ARTICLE:
*-*-*

/toy-game-architecture

Toy component-based game architecture to explore different ways of managing entities

Primary LanguageC++

Toy Game Architectures

Status: Completed (but always trying to improve)

Videogames are one of the most beautiful and engaging kinds of software in the world. Not only they are fun to be played but they are fun to be developed.

Like every other software project, videogames divide their complexity into several subsystems to implement different functionalities. To name a few, these subsystems include graphics, user input, audio, physics, net, GUI, AI, scripting and game-specific logic. If these subsystems are the limbs of the videogame, we're still missing the body to connect them altogether. We could, arguably, call that the logic.

Over the last years game architectures have evolved in different and varying ways, and they still do. We could separate them into two main categories:

  • Deep entity hierarchies which use extensive inheritance.
  • Flat entity hierarchies which use composition.

Game developers (and other software engineers) seem to have agreed that the former is best used with caution, whenever we know the game design is really closed and won't change, or if it's a small project. They've also agreed that the latter is the best way of adapting to the constantly evolving nature of videogames, also allowing for behavior reuse. In fact, many commercial game engines use this approach.

After attending a Master's Degree in Game Development at the Complutense University of Madrid, absorb every piece of knowledge from its teachers (some of which were professionals in the industry), read some literature about the topic and getting dirty with C++, I've decided to create this project.

This personal project aims for two goals:

  • Implement a basic component-based game architecture taking as a reference the one learned during my Master's Degree.

  • Evolve said architecture combining ideas from books and professional developers, adding different design patterns and, with that, aim to create a better architecture.

I'll try to achieve those goals by creating three variants of game architectures. All of them will be single-threaded, component-based, data-driven game architectures.

Classic game architecture

Status: Completed

We'll start the project with an approach in which every entity is basically a container of components. Entities don't define behavior other than managing components and there's no entity hierarchies; instead, they rely on duck typing.

Components are the ones to define behavior and have a flat hierarchy. It's usual to have at least one component to communicate with each subsystem (i.e. a graphics component to tell the Graphics Engine which model represents an entity and what's its animation). These components try to be as reusable as possible, so we can plug them into different entities easily.

Entities communicate with each other by sending messages, which are processed by their components to execute behaviors. Different components may be interested in the same kind of message, abstracting who will process what. Imagine we have a game in which we want to draw models in the universe, and those models will move. A graphics component would be interested in SetPosition messages to tell the Graphics Engine to move it. Let's say it's also an online game; we'd have a net component who's interested in the same message to send its properties to a server. The sender of this kind of message doesn't know who's processing it, decoupling components.

*-*-*

TASK OBJECTIVE:
Copy the toy game architecture text word for word, starting at "Over the last" and ending at "which use composition.".

*-*-*

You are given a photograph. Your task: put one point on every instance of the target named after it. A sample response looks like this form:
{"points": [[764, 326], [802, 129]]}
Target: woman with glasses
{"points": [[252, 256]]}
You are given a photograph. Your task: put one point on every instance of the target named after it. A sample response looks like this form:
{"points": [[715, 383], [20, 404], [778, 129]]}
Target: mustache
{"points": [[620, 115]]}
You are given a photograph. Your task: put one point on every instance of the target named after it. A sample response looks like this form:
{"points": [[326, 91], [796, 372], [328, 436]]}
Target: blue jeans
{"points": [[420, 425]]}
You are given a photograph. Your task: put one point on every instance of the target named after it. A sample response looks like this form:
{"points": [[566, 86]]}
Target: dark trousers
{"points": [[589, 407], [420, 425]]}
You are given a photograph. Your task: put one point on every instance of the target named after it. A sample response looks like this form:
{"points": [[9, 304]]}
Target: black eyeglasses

*-*-*

FULL OUTPUT:
Over the last years game architectures have evolved in different and varying ways, and they still do. We could separate them into two main categories:

  • Deep entity hierarchies which use extensive inheritance.
  • Flat entity hierarchies which use composition.